NEW DELHI: A new report by
Oxfam International estimates that the combined crises of
Covid-19, rising
inequality and galloping
food prices could push as many as 263 million people across countries into extreme
poverty in 2022, reversing decades of progress. This is the equivalent of one million people every 33 hours, the report says.
Another worrisome impact is that the gender pay gap has only further widened — before the pandemic it was forecast to take 100 years to close; now it will take 136 years. “In 2021, there were 13 million fewer women in employment compared with 2019, while men’s employment recovered to 2019 levels,” says the report.
According to the analysis, during the pandemic women were disproportionately pushed out of employment, especially as lockdowns and social distancing affected highly feminized workforces in the service sectors, such as tourism, hospitality and care work. Increased unpaid work has barred millions of women from rejoining labour markets.
Bringing to the fore stark inequalities, Oxfam’s analysis of the latest data from Forbes shows that there are 2,668 billionaires in the world, 573 more than in 2020 when the pandemic began. “At the same time the incomes of 99% of humanity have fallen because of Covid-19, with the equivalent of 125 million full-time jobs lost in 2021,” states the report titled ‘Profiting from Pain’ that will be released on Monday at the World Economic Forum in Davos.

+++++

PROBLEMS TO SOLVE —
• A. Please say whether each statement agrees with the news article on the Oxfam report, answering yes or no and quoting the deciding words: (i) The report estimates that up to 263 million people could be pushed into extreme poverty in 2022. (ii) Men's employment in 2021 was still below 2019 levels. (iii) There are 573 more billionaires than in 2020.
• B. Give a continuation of the news article on the Oxfam report, starting after its last sentence.
The records that come next are separate material and are not part of the news article on the Oxfam report.

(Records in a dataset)
+++++

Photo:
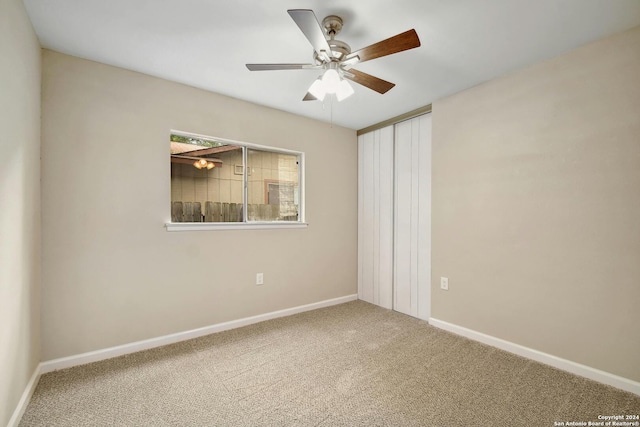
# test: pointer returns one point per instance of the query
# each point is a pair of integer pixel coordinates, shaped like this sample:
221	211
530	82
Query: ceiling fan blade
310	27
267	67
309	97
401	42
367	80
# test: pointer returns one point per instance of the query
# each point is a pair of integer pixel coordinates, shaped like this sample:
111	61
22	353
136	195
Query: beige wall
111	273
19	204
536	206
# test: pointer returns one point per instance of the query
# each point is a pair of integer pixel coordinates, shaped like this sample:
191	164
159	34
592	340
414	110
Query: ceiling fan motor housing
332	25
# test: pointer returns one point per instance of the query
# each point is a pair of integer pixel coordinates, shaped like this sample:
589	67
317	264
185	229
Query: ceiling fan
336	59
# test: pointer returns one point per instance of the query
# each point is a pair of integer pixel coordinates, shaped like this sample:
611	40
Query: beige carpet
349	365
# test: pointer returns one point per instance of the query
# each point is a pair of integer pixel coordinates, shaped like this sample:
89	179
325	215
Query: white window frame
245	225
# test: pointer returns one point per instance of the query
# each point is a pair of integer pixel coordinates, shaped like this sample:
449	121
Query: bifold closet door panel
412	244
375	217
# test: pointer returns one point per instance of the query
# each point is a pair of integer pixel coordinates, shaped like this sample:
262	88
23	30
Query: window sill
204	226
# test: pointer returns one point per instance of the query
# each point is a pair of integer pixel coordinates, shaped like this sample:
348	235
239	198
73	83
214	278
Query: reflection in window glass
208	182
273	186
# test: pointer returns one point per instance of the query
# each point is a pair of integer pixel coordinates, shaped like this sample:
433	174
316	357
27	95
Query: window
217	181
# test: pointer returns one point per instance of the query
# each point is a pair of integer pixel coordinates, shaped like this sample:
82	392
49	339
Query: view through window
215	181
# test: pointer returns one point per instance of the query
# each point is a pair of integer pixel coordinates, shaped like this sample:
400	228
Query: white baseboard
107	353
548	359
25	398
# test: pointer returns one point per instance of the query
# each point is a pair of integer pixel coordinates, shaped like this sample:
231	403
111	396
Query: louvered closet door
394	217
375	217
412	225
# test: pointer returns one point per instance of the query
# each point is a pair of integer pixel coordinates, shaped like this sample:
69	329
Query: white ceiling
206	43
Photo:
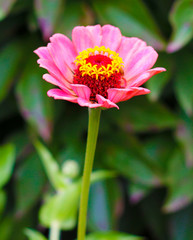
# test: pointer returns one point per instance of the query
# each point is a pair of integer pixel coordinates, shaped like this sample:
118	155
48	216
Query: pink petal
106	103
59	94
96	34
63	85
82	39
85	103
58	59
65	49
128	48
111	37
81	91
52	69
144	77
140	62
118	95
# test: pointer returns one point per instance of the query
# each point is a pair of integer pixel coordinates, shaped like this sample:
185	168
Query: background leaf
129	17
181	18
7	153
34	235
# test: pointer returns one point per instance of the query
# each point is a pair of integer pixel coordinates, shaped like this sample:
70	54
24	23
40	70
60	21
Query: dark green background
149	141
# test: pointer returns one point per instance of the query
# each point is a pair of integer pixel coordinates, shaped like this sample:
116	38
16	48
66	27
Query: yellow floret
92	70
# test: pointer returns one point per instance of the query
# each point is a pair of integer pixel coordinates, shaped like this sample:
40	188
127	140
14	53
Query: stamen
99	68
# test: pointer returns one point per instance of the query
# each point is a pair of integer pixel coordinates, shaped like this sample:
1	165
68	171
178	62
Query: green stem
93	127
54	231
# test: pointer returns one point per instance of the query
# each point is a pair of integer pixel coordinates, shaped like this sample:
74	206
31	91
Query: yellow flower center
99	61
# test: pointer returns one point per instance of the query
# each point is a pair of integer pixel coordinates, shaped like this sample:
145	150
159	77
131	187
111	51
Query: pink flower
99	67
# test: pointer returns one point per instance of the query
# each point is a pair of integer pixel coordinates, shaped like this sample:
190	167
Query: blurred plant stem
54	231
93	127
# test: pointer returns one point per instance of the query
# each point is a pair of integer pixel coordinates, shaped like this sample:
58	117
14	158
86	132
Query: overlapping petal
59	59
61	94
123	94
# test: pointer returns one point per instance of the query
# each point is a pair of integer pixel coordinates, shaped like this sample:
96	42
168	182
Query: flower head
99	67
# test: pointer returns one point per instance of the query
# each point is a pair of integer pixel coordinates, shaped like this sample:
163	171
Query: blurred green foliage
148	142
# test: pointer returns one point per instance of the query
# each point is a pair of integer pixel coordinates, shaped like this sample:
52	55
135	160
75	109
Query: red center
103	83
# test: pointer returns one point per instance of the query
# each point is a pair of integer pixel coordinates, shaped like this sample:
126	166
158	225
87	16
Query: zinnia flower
99	67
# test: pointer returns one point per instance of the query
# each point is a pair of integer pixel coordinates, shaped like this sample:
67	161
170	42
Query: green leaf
181	18
182	222
103	208
6	226
48	13
10	57
129	17
53	172
74	14
101	175
130	164
111	236
29	183
2	201
155	116
185	137
138	191
153	217
34	104
61	208
184	83
158	82
34	235
180	183
7	153
5	7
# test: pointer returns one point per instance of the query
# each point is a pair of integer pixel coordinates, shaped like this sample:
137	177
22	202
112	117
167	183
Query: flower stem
93	127
54	231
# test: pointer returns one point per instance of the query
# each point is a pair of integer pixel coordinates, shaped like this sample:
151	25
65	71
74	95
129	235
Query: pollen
99	61
99	68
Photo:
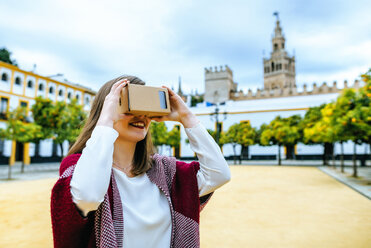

+++++

OUTPUTS FOR THE TASKS —
• A.
(i) Yes: "as many as 263 million people"
(ii) No: "while men’s employment recovered to 2019 levels"
(iii) Yes: "2,668 billionaires in the world, 573 more than in 2020"

• B.
To explain the deep gap, the report highlights that for every new billionaire created during the pandemic — one every 30 hours — nearly a million people could be pushed into extreme poverty in 2022 at nearly the same rate. It says that billionaire wealth has soared during the Covid-19 pandemic as companies in the food, pharma, energy and technology sectors have cashed in.
In a statement, Oxfam International executive director Gabriela Bucher, while elaborating on the impact of the pandemic, said, “Decades of progress on extreme poverty are now in reverse and millions of people are facing impossible rises in the cost of simply staying alive.”
It has been emphasised in the report that there is an urgent need for governments to implement highly progressive taxation measures that in turn must be used to invest in powerful and proven measures to reduce inequalities.